- [DATASET RECORDS]:
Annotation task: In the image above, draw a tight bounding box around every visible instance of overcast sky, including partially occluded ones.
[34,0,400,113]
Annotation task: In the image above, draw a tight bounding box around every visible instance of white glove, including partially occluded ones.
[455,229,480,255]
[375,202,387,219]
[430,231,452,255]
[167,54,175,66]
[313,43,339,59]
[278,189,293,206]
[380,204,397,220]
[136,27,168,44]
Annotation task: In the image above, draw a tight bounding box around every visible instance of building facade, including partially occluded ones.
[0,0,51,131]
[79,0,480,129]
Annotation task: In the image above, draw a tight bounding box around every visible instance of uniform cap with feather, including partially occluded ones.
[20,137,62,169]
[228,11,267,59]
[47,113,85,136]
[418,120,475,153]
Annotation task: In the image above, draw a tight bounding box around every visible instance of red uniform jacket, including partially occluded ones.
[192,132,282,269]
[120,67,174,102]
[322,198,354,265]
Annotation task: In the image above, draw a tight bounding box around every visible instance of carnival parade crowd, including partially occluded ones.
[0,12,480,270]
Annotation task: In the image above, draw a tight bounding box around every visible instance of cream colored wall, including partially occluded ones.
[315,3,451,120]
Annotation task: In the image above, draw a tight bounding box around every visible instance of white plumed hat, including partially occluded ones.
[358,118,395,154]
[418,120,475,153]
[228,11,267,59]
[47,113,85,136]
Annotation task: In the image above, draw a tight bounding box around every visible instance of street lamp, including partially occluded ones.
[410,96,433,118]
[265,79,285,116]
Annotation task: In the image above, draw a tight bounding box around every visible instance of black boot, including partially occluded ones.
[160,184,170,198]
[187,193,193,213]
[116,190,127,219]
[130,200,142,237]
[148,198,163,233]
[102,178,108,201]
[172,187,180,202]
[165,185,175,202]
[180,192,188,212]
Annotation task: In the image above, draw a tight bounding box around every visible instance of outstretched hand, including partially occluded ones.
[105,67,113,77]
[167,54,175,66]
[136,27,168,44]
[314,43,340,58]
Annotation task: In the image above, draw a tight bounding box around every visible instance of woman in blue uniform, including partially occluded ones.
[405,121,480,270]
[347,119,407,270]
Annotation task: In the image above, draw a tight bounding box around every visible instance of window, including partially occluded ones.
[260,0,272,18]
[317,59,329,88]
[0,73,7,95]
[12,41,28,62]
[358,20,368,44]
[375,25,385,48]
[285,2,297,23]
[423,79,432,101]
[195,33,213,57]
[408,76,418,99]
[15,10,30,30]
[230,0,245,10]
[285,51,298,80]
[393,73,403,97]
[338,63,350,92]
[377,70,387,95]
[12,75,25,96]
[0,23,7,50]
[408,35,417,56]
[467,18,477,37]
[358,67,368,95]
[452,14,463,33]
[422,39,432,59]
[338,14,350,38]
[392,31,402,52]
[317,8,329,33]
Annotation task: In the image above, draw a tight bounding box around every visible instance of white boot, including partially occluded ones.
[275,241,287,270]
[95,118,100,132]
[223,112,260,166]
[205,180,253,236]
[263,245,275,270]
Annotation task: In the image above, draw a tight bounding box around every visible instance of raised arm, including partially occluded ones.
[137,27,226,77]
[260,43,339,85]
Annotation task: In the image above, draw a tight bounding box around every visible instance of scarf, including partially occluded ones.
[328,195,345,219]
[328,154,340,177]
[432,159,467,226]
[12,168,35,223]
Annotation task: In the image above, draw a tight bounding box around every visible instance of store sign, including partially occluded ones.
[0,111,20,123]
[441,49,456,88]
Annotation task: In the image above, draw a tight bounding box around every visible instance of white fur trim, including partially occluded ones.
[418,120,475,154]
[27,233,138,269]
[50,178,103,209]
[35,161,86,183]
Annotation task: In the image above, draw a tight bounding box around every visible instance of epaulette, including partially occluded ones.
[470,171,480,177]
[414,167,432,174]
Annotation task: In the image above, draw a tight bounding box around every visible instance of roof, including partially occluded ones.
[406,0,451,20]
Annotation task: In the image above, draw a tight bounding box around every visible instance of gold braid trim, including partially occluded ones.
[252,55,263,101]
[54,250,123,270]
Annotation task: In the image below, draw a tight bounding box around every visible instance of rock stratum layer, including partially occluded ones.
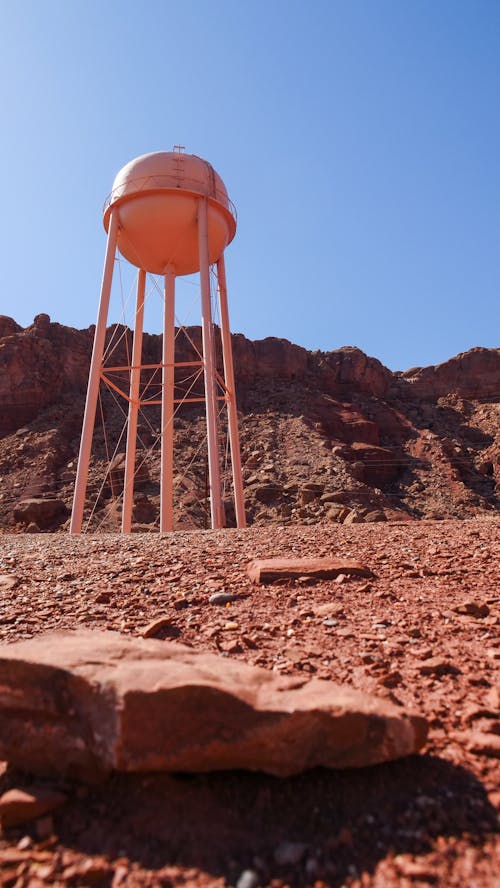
[0,631,427,780]
[0,315,500,531]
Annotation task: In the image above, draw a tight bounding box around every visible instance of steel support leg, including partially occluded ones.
[122,268,146,533]
[198,197,224,530]
[217,254,247,527]
[160,267,175,533]
[70,211,118,533]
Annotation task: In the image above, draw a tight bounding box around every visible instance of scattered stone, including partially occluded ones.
[364,509,387,524]
[467,731,500,758]
[453,601,490,619]
[274,842,307,866]
[418,657,461,675]
[0,574,20,592]
[0,631,427,781]
[141,617,181,638]
[208,592,240,604]
[0,789,66,827]
[236,870,260,888]
[247,558,373,583]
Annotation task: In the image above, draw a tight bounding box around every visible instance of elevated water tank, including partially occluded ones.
[104,151,236,275]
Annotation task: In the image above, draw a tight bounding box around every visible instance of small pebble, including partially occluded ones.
[274,842,307,866]
[208,592,238,604]
[236,870,259,888]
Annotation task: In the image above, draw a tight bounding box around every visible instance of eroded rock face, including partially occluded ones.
[14,497,68,530]
[0,631,427,780]
[402,348,500,398]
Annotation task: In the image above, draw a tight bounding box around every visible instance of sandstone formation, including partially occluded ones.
[0,631,427,780]
[0,315,500,531]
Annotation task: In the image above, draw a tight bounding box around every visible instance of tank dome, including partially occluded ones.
[104,151,236,275]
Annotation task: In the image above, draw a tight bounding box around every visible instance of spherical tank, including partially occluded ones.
[104,151,236,275]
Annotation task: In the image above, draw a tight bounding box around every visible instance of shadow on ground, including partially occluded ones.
[6,755,496,888]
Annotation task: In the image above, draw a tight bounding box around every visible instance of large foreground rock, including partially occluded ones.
[0,631,427,780]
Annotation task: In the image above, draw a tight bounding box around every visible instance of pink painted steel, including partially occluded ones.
[217,254,247,527]
[198,197,224,530]
[122,268,146,533]
[104,151,236,275]
[160,268,175,533]
[70,212,119,533]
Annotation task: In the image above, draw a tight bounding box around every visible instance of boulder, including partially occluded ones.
[247,558,373,583]
[0,631,427,781]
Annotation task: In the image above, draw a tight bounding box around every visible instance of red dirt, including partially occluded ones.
[0,518,500,888]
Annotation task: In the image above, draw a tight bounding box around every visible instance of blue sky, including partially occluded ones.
[0,0,500,369]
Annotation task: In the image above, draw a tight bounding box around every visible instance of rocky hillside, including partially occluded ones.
[0,315,500,532]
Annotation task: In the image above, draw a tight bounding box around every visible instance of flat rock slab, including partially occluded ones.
[247,558,374,583]
[0,631,427,782]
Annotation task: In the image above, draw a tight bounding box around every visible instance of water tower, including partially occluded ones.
[70,146,245,533]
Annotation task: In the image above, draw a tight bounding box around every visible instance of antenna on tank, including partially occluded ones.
[70,145,246,533]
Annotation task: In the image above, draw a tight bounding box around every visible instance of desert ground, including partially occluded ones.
[0,516,500,888]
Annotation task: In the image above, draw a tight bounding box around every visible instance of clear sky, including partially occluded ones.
[0,0,500,369]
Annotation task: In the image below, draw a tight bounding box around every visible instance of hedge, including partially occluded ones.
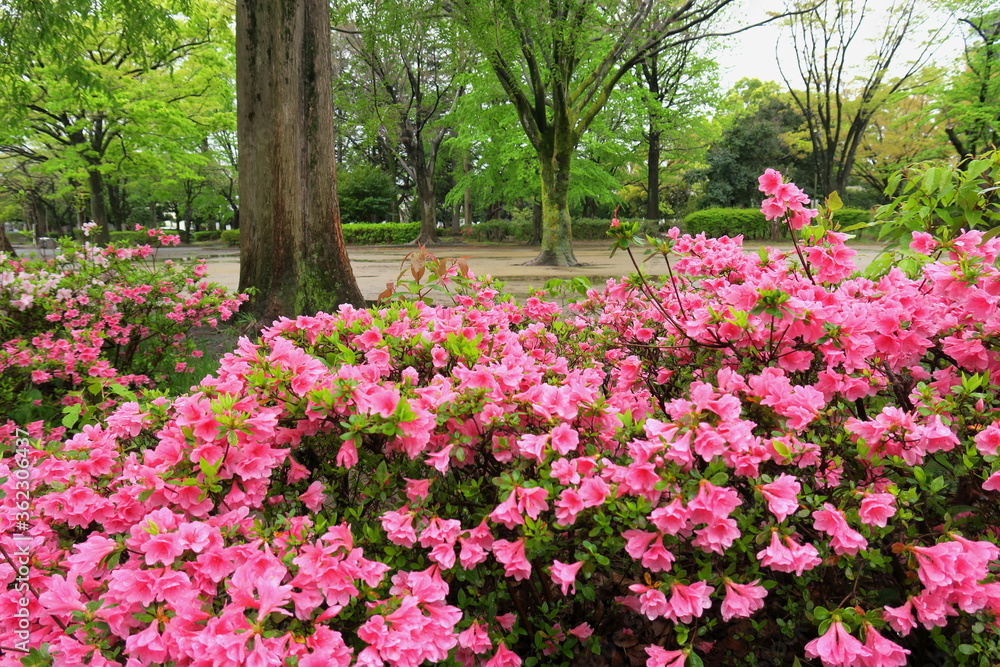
[684,208,771,239]
[462,218,659,243]
[343,222,420,245]
[219,229,240,247]
[684,208,872,239]
[192,229,222,243]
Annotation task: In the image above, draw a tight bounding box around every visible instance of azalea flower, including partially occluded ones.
[805,619,872,667]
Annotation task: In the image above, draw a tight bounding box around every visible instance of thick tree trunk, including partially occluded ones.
[87,166,111,245]
[528,200,542,245]
[236,0,365,321]
[646,130,660,220]
[0,222,17,257]
[527,148,580,266]
[462,151,472,227]
[413,166,438,245]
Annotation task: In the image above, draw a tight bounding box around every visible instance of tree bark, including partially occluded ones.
[87,166,111,245]
[236,0,365,321]
[462,151,472,227]
[527,146,580,266]
[0,223,17,257]
[646,130,661,220]
[528,199,542,245]
[413,163,438,245]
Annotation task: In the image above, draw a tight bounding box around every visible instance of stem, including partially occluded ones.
[788,225,816,285]
[0,544,68,633]
[663,253,687,320]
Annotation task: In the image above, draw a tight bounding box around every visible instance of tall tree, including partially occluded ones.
[701,95,802,208]
[452,0,784,266]
[343,0,467,244]
[638,42,718,220]
[942,8,1000,165]
[0,0,214,242]
[782,0,941,196]
[236,0,364,320]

- [PROBLEM STATEMENT]: Rewrite every line from the start of the items through the line holding "[79,0,480,129]", inclusive, requests included. Scale each bounding-box coordinate in the answers by 1.35 and round it to a whole number, with halves rounded up.

- [COMPLETED TASK]:
Annotation task: In the image above, draw a tight bounding box around every visible instance of overcast sky, including partially occluded ones.
[46,0,540,153]
Annotation task: In the image above, draw a tight bounding box around every visible instance of white glove, including partially occluded ones.
[614,309,648,344]
[506,273,522,296]
[581,312,610,344]
[225,73,236,89]
[423,58,458,80]
[375,255,396,278]
[513,275,536,297]
[184,36,227,59]
Annotation task: In the image above, draw a tight bounding box around every visible instance of building facade, including partially occluded ones.
[0,0,69,177]
[107,0,648,174]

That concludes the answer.